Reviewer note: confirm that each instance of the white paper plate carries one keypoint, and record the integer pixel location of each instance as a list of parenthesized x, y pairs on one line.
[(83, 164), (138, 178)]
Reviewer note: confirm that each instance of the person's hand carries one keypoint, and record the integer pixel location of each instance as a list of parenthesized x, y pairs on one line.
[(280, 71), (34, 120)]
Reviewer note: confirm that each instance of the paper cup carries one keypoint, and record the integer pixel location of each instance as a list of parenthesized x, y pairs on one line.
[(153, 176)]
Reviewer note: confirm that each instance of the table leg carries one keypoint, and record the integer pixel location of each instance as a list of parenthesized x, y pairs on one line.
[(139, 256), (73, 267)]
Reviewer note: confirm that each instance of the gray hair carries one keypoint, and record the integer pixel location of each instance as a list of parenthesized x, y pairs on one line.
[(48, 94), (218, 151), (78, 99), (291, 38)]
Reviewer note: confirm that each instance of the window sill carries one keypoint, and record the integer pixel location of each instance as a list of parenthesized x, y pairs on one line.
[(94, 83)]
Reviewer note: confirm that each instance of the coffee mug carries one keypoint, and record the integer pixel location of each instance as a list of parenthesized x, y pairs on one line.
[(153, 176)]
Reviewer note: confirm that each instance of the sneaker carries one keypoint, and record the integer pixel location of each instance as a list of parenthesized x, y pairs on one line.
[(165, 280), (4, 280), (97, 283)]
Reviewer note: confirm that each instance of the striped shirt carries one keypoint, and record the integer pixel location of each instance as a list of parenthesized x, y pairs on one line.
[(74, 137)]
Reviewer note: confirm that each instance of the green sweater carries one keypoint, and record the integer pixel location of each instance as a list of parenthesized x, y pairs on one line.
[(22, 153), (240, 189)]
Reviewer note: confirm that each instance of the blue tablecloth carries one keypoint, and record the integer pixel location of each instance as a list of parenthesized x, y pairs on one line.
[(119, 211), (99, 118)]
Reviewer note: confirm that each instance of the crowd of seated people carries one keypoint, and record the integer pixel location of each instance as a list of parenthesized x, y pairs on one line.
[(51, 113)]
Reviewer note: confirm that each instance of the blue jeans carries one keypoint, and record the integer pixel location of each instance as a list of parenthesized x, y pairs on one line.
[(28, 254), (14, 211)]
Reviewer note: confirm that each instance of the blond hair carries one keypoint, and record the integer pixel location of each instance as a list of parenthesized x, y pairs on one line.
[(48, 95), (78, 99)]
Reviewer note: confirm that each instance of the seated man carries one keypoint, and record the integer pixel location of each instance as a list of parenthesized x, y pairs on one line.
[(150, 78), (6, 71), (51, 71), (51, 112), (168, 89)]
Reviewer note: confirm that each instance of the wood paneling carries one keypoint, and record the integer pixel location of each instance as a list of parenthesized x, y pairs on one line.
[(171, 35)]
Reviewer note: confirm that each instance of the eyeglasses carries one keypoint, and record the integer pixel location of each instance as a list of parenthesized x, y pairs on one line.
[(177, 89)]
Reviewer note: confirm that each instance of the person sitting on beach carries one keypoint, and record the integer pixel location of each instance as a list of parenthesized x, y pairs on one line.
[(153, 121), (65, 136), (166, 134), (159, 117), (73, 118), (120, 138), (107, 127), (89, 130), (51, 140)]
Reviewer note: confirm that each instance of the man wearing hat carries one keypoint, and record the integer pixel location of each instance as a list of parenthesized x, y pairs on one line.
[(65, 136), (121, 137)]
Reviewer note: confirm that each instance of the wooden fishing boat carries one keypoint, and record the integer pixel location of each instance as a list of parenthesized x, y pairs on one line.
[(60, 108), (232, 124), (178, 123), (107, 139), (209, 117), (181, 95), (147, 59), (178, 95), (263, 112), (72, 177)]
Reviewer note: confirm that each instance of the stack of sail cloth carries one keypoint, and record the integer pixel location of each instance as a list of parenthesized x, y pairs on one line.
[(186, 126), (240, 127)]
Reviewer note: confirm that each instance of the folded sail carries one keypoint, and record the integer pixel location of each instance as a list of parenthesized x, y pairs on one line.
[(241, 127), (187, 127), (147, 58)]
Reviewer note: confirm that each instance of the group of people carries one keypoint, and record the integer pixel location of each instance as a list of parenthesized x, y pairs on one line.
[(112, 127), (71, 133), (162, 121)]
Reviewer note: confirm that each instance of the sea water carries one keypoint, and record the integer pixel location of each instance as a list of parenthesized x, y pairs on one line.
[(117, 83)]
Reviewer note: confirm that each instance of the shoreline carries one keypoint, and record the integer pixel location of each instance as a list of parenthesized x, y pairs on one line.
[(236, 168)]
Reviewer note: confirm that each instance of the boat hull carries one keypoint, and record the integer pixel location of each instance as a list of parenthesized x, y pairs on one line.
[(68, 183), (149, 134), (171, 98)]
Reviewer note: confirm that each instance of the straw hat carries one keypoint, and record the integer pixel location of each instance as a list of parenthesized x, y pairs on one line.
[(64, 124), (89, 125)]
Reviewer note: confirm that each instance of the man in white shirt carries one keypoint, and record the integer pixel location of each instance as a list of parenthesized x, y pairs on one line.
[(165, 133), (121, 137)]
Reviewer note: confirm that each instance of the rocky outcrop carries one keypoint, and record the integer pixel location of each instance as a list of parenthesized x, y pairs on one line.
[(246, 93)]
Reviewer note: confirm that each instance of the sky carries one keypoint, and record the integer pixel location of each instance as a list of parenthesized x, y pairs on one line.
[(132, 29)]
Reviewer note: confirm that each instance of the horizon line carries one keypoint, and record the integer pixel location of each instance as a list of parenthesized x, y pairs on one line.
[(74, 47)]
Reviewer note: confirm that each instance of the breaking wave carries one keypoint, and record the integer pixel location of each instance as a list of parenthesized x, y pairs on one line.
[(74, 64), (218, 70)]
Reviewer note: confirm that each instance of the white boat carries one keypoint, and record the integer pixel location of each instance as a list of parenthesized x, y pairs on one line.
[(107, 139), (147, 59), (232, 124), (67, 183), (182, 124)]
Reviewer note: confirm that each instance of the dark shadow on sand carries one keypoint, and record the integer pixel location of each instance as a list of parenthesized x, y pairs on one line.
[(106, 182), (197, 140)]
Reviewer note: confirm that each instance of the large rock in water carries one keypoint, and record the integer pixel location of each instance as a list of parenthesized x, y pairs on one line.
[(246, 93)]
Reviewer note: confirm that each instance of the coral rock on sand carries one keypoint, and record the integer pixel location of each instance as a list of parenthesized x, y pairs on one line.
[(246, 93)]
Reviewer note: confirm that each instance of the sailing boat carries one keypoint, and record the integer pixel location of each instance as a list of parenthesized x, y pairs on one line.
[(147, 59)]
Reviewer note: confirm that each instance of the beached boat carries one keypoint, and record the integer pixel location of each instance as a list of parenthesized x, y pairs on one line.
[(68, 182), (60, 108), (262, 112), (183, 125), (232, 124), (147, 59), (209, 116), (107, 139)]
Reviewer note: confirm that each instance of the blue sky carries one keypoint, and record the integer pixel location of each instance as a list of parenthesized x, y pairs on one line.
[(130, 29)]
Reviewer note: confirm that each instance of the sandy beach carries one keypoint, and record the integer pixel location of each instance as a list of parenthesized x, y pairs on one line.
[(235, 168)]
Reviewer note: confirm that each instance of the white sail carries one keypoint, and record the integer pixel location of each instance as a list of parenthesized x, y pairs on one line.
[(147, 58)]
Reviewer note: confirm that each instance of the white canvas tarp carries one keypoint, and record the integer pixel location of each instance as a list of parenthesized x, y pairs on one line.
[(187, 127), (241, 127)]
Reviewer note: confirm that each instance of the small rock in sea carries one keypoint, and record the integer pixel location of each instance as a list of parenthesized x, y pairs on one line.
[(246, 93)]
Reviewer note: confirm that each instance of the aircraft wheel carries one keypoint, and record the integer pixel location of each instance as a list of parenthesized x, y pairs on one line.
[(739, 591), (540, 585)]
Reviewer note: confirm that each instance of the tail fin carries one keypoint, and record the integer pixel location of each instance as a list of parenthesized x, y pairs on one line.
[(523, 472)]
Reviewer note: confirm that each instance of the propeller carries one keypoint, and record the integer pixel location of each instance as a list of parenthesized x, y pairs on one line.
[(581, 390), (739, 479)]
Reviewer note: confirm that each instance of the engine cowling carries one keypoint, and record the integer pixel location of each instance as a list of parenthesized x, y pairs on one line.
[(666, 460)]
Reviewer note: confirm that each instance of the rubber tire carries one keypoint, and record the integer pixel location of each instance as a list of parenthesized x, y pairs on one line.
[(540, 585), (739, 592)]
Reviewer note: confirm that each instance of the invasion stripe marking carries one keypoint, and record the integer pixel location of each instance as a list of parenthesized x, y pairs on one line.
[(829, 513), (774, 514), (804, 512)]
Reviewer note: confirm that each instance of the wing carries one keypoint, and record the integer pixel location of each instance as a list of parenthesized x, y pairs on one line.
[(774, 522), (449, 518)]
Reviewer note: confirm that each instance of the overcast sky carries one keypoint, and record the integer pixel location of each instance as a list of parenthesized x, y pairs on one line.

##########

▶ JOB:
Scale the entries from the line containing "Reviewer note: confirm that each instance of the sky" through the line containing "[(106, 182), (197, 140)]" by writing out every one of those lines again, requests included. In the answers only, multiply each x and y coordinate by 0.3 and round it to a whole number, rounding halves up.

▶ ANSWER FOR THIS EXERCISE:
Reviewer note: confirm that each instance of the sky carries one keypoint, and record the integer pixel location of each instance as a list of parenthesized x, y pairs on one line.
[(40, 9)]
Reviewer note: confirm that each instance of the horizon line carries one keypoint, and record the integer pixel location of each instance as a list of parenthesized x, y pairs on one line.
[(22, 14)]
Reviewer note: confirm that each instance of the breaking wave carries one keypoint, and record the integer pixel location of each instance as a list of parenthesized x, y pairs on one line.
[(22, 19), (65, 21)]
Reviewer note: confirm that each instance of the white boat carries one keypoint, and record the integer pixel location of each instance as a list of parenthesized x, y pairs on one line.
[(32, 42), (44, 18), (70, 37), (20, 55), (55, 37)]
Reviewer note: confirm that each instance of the dark shadow on sand carries one keypoint, and record the integer pixel location of each instance as a list of parenthesized x, y pairs on one line.
[(32, 55), (59, 42)]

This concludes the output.